## 任务要求
请把下面的全部材料逐行照抄一遍，每个字符都不要改动。

## 数据
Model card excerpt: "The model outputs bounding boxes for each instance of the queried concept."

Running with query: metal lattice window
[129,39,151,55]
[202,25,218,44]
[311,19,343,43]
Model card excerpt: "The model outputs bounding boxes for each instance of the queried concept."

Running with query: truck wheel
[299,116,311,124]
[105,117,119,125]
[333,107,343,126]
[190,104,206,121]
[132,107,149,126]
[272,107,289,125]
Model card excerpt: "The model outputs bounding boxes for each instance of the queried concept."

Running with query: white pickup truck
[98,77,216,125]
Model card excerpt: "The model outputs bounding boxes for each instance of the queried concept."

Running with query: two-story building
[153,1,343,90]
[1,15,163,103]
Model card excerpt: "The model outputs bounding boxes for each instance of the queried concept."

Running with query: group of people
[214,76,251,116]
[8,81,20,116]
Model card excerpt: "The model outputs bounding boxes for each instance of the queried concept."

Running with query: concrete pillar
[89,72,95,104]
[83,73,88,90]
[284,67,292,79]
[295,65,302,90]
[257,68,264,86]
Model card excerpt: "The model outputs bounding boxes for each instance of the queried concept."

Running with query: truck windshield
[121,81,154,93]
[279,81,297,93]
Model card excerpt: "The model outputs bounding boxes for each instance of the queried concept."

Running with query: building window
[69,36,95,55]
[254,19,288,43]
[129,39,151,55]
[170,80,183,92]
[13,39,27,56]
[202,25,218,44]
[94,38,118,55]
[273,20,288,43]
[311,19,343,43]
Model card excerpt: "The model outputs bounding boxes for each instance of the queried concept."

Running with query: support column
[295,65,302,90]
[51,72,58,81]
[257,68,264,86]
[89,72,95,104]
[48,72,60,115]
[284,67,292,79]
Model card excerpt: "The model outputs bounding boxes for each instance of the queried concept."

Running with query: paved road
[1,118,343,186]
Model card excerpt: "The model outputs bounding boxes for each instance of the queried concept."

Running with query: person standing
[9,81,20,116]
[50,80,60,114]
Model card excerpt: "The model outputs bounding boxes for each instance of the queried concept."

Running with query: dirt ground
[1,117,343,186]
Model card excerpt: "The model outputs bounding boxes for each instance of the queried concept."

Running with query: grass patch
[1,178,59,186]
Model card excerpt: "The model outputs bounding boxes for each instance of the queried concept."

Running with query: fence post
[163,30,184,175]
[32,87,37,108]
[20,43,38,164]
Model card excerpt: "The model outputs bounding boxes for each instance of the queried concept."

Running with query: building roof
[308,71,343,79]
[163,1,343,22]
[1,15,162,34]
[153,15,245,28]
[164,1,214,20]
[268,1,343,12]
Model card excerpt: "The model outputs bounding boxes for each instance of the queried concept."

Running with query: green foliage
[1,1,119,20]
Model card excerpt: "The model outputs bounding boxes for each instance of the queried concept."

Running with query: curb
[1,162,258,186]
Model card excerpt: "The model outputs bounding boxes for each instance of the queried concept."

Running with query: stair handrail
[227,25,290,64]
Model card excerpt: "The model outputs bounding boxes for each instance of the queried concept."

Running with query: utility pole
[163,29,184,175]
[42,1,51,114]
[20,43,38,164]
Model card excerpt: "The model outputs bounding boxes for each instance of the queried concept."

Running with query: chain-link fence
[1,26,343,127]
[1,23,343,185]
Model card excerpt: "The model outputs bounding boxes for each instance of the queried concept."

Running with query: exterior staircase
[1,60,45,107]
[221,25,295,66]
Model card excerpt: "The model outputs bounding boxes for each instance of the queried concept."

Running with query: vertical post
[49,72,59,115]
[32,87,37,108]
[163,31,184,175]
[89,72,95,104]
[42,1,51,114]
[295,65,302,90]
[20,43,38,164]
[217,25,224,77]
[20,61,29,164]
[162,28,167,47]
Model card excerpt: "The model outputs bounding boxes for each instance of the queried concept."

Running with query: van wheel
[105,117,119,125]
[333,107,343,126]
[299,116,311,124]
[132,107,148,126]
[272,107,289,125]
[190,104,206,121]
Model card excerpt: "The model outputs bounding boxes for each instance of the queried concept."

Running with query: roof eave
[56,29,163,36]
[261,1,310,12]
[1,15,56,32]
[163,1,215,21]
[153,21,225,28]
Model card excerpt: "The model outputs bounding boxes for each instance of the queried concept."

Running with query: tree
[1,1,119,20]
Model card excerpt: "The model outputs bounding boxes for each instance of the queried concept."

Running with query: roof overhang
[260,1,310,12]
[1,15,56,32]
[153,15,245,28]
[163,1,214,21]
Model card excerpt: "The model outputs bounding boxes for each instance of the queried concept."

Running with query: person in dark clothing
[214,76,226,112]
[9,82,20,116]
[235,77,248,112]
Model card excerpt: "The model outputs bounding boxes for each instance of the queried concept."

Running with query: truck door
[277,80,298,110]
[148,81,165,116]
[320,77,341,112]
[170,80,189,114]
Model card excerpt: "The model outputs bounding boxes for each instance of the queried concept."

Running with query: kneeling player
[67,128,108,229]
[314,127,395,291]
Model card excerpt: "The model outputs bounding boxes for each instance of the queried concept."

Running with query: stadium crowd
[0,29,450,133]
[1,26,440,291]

## 书面答复
Model card excerpt: "The model outputs bounding boxes for each instance of the queried concept."

Running with query: metal lattice window
[129,39,151,55]
[202,25,218,44]
[311,19,343,43]
Model card excerpt: "The model outputs bounding boxes for each instance of the queried concept."

Running with query: truck wheel
[299,116,311,124]
[105,117,119,125]
[333,107,343,126]
[190,104,206,121]
[132,107,149,126]
[272,107,289,125]
Model card excerpt: "The model outputs bounding boxes for each instance of the queried concept."

Running with query: white pickup truck
[98,77,216,125]
Model card excerpt: "The model outputs bounding boxes for each instance of the queried concept."

Running with query: two-story building
[153,1,343,90]
[1,15,163,103]
Model card excerpt: "The model outputs bounding boxes for each instance of the queried concept."

Running with query: group of people
[214,76,251,116]
[8,81,20,116]
Model card excerpt: "The model outputs bounding boxes for each instance of the queried concept."

Running with query: concrete pillar
[89,72,95,104]
[83,73,88,90]
[284,67,292,79]
[295,65,302,90]
[257,68,264,86]
Model card excerpt: "The model outputs bounding boxes for each instance of the queried concept."

Running with query: truck windshield
[121,81,154,93]
[279,81,297,93]
Model card excerpt: "The model outputs bounding boxes for each instance of the queried concept."

Running with query: building window
[69,36,95,55]
[254,19,288,43]
[129,39,151,55]
[170,80,183,92]
[13,39,27,56]
[202,25,218,44]
[94,38,118,55]
[273,20,288,43]
[311,19,343,43]
Model card excerpt: "The model outputs bounding boxes for each instance of the queried concept."

Running with query: support column
[295,65,302,90]
[51,72,58,81]
[257,68,264,86]
[89,72,95,104]
[48,72,60,115]
[284,67,292,79]
Model card excerpt: "The model outputs bounding boxes for each instance of the queried concept."

Running with query: paved road
[1,118,343,186]
Model card excerpt: "The model outputs bounding boxes for each instance of the queried concept."

Running with query: person standing
[9,81,20,116]
[50,80,60,114]
Model card excerpt: "The model outputs bounding boxes for each instance of the queried concept."

Running with query: dirt ground
[1,117,343,186]
Model card excerpt: "The model outputs bounding boxes for each instance of the queried concept."

Running with query: grass patch
[1,178,59,186]
Model card excerpt: "The model outputs bounding boxes for each instance of the queried concept."

Running with query: fence post
[163,30,184,175]
[32,87,37,108]
[20,43,38,164]
Model card excerpt: "The model outputs bounding boxes for each instance of the queried concept."

Running with query: building roof
[308,71,343,79]
[163,1,343,22]
[1,15,162,34]
[153,15,245,28]
[164,1,214,20]
[268,1,343,12]
Model card excerpt: "The model outputs bounding boxes for each instance of the queried concept."

Running with query: green foliage
[1,1,119,20]
Model card excerpt: "The model outputs bounding boxes for each instance of the queried concept."

Running with query: curb
[1,162,258,186]
Model card excerpt: "The model outputs bounding boxes for each instance of the queried concept."

Running with query: stair handrail
[227,25,290,64]
Model card excerpt: "The model outputs bounding boxes for each instance of the queried concept."

Running with query: utility pole
[163,29,184,175]
[42,1,51,114]
[20,43,38,164]
Model card excerpt: "The model outputs bounding boxes for each instance of the queried concept."

Running with query: chain-link fence
[1,26,343,127]
[1,23,343,185]
Model card excerpt: "The model outputs bounding boxes for each instance of the queried concept."

Running with query: exterior staircase
[1,60,45,107]
[221,25,295,66]
Model card excerpt: "The model outputs bounding boxes for each instance of the queried concept."

Running with query: vertical post
[49,72,59,115]
[32,87,37,108]
[163,31,184,175]
[89,72,95,104]
[42,1,51,114]
[295,65,302,90]
[20,43,38,164]
[217,25,224,77]
[20,61,29,164]
[162,28,167,47]
Model card excerpt: "The model outputs bounding boxes for each instance of the queried concept."

Running with query: van wheel
[105,117,119,125]
[333,107,343,126]
[299,116,311,124]
[132,107,148,126]
[272,107,289,125]
[190,104,206,121]
Model card excerpt: "The model outputs bounding boxes for each instance of the queried concept."

Running with query: roof eave
[56,29,163,36]
[261,1,310,12]
[1,15,56,32]
[163,1,215,21]
[153,21,225,28]
Model card excerpt: "The model outputs bounding boxes for each instance of the queried concept."

Running with query: tree
[1,1,119,20]
Model card excerpt: "The model outputs bounding boxes for each instance of the queried concept."

Running with query: roof overhang
[260,1,310,12]
[1,15,56,32]
[153,15,245,28]
[163,1,214,21]
Model card excerpt: "The model outputs bounding boxes for each instance of the queried concept."

Running with query: person in dark clothing
[214,76,226,112]
[9,82,20,116]
[235,77,248,112]
Model card excerpt: "The model outputs bounding boxes for each instance of the queried concept."

Running with query: truck door
[277,80,298,110]
[148,81,165,116]
[320,77,341,112]
[170,80,189,114]
Model card excerpt: "The model outputs bounding boxes for each instance of the queried concept."

Running with query: kneeling player
[67,128,108,229]
[314,127,395,291]
Model card excerpt: "The model outputs bounding boxes for each instance of the queried concept."

Running with query: stadium crowd
[0,29,450,133]
[1,26,440,291]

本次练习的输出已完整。